TASK DIRECTIONS — Count the lines in the items below that contain the string "window", treating uppercase and lowercase as different. Give only the number.

MATERIAL SHOWN —
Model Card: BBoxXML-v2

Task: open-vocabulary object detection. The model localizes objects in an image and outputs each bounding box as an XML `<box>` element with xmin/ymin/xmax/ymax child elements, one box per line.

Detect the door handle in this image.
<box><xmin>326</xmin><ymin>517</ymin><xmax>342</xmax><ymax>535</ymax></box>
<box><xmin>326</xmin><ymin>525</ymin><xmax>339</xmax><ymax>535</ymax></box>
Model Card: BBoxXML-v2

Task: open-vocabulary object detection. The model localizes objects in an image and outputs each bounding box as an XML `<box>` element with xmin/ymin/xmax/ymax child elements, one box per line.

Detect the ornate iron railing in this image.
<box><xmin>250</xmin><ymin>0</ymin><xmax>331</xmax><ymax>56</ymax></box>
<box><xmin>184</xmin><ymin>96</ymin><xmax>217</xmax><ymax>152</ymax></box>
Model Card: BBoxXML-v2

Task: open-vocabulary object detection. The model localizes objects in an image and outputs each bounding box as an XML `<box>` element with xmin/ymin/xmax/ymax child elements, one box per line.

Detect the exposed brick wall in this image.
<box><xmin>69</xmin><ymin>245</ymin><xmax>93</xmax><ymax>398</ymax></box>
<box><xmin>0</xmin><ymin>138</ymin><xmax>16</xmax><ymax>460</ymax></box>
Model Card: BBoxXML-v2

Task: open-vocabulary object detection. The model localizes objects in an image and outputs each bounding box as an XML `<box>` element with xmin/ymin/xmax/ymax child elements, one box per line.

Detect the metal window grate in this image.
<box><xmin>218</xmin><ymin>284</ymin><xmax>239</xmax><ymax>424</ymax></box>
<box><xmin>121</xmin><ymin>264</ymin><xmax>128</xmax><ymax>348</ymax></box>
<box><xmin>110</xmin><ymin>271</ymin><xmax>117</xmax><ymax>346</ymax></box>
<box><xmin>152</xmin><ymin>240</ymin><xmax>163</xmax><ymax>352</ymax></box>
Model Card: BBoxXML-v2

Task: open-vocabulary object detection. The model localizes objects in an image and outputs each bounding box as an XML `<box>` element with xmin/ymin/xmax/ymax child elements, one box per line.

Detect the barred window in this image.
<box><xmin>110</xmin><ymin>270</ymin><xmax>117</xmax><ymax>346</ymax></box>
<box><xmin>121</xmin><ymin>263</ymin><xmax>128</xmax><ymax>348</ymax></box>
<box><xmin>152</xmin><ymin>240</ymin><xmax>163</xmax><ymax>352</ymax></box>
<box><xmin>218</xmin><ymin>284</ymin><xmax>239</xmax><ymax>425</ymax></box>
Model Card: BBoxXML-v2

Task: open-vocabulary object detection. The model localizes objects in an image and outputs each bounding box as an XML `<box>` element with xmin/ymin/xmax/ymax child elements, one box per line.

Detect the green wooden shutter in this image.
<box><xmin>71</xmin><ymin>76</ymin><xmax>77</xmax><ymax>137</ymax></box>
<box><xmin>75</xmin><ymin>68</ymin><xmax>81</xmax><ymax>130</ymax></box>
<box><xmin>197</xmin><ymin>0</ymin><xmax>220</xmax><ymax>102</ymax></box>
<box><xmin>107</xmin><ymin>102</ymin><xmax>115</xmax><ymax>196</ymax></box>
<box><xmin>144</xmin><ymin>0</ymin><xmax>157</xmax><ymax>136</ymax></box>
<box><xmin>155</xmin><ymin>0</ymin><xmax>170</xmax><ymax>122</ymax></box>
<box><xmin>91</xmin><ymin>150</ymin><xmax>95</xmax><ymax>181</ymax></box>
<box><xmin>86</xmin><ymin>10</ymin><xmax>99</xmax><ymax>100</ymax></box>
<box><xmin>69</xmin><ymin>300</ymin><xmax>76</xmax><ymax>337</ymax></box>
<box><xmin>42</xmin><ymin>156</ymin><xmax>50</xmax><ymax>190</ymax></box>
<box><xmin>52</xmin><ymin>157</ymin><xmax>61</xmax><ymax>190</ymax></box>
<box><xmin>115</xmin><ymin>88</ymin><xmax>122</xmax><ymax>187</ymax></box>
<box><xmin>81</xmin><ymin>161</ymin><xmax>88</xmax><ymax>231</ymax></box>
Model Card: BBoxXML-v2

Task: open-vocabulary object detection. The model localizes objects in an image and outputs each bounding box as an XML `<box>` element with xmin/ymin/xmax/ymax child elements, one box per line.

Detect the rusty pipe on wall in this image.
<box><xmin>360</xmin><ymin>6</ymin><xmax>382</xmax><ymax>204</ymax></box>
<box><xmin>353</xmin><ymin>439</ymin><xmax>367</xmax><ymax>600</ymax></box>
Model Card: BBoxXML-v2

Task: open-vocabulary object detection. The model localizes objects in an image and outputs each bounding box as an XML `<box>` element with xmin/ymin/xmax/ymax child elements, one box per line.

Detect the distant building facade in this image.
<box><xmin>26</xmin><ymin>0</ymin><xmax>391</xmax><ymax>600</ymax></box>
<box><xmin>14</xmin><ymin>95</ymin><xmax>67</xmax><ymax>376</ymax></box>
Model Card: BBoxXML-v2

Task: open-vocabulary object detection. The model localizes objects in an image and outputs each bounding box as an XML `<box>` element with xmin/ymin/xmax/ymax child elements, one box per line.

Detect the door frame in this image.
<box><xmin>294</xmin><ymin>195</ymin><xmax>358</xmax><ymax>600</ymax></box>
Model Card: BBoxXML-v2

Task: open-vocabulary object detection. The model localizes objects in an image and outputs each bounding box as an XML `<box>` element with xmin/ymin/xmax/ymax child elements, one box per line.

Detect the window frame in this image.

THE ANSWER — 3